▸ AUSZUFÜHRENDE AUFGABEN
A: Wofür wurde Breel Embolo laut dem Text über Breel Embolo vom Basler Strafgericht erstinstanzlich verurteilt?
B: Bitte kopiere aus dem Text über Breel Embolo den Abschnitt von "In der heutigen" bis einschließlich "Überflieger. Und sonst?" Wort für Wort.

In der heutigen Zeit und gleichsam im Zeitalter einer neuen Medien- und Kommunikationskultur sind die Sportlerinnen und Sportler auch Personen des öffentlichen Interesses. Sie sind «gläsern» geworden. Was etwa ein Fussballspieler ausserhalb des Stadions so alles anstellt, wird oft einer breiten Öffentlichkeit zugetragen. Zum Teil haftet den Sportlern auch noch das gängige Klischee an, sie seien Vorbilder. Ein aktuelles Themen-Beispiel liefert aktuell der Schweizer Fussball-Nationalspieler Breel Embolo, Klubspieler bei AS Monaco und Stammakteur der Schweizer Fussball-Nationalmannschaft. In sportlicher Hinsicht ist der 26jährige Modell-Athlet ein sportlicher Überflieger. Und sonst?

Vor rund fünf Jahren soll der Spieler im Basler Nachtleben regelrecht gewütet haben; bereits früher sorgte der nicht mehr ganz junge Breel Embolo für Negativ-Schlagzeilen ausserhalb des Fussballplatzes. Beleidigungen, teils primitive Beschimpfungen, Drohungen und polysportive Aktivitäten, wie Faustschläge, soll sich der Stürmer erlaubt haben. Dafür ist er nun vom Basler Strafgericht wegen mehrfacher Drohung erstinstanzlich verurteilt worden. Offenbar trotz der klaren Faktenlage zeigt sich der Fussballspieler, der im Ausgang zum normal sterblichen Menschen mit allen Schwächen und Stärken mutierte und den Vorbildcharakter zumindest ausblendete, auch vor Gericht kampfeslustig und will in die Berufung gehen – Demut sieht anders aus; das Urteil ist also noch nicht rechtskräftig, und für den Spieler gilt die Unschuldsvermutung. Das hinderte den erstinstanzlich verurteilten Spieler nicht, alle und alles rundherum regelrecht zu beschimpfen. Über Instagram vermeldete er, dass nur Gott über ihn richten könne. Alle andern, ausser Gott natürlich, seien eh Arschlöcher.

▸ GEZEIGTES MATERIAL
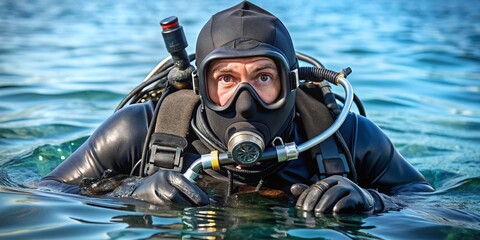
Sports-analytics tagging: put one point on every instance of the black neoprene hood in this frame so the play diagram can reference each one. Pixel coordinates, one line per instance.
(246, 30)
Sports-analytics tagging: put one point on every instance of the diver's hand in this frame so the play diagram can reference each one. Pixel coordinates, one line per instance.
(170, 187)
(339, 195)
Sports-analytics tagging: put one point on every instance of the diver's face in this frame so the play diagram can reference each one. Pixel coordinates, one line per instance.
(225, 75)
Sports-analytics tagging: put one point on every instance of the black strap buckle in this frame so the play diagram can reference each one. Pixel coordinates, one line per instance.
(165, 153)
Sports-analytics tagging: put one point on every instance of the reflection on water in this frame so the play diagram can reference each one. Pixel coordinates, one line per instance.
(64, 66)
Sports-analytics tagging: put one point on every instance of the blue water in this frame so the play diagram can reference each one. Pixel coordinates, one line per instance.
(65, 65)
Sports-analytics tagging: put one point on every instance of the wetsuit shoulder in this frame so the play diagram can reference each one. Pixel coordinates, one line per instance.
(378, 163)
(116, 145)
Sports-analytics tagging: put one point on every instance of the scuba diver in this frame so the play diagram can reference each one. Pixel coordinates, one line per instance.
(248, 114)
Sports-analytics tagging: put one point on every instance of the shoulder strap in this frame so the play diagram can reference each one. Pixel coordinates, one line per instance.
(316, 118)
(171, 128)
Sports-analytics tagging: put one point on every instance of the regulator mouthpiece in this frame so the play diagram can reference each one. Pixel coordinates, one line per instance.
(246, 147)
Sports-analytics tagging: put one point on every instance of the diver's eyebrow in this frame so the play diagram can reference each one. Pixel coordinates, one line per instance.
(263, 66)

▸ ANTWORTEN JE AUFGABE
A: Wegen mehrfacher Drohung.

B:
In der heutigen Zeit und gleichsam im Zeitalter einer neuen Medien- und Kommunikationskultur sind die Sportlerinnen und Sportler auch Personen des öffentlichen Interesses. Sie sind «gläsern» geworden. Was etwa ein Fussballspieler ausserhalb des Stadions so alles anstellt, wird oft einer breiten Öffentlichkeit zugetragen. Zum Teil haftet den Sportlern auch noch das gängige Klischee an, sie seien Vorbilder. Ein aktuelles Themen-Beispiel liefert aktuell der Schweizer Fussball-Nationalspieler Breel Embolo, Klubspieler bei AS Monaco und Stammakteur der Schweizer Fussball-Nationalmannschaft. In sportlicher Hinsicht ist der 26jährige Modell-Athlet ein sportlicher Überflieger. Und sonst?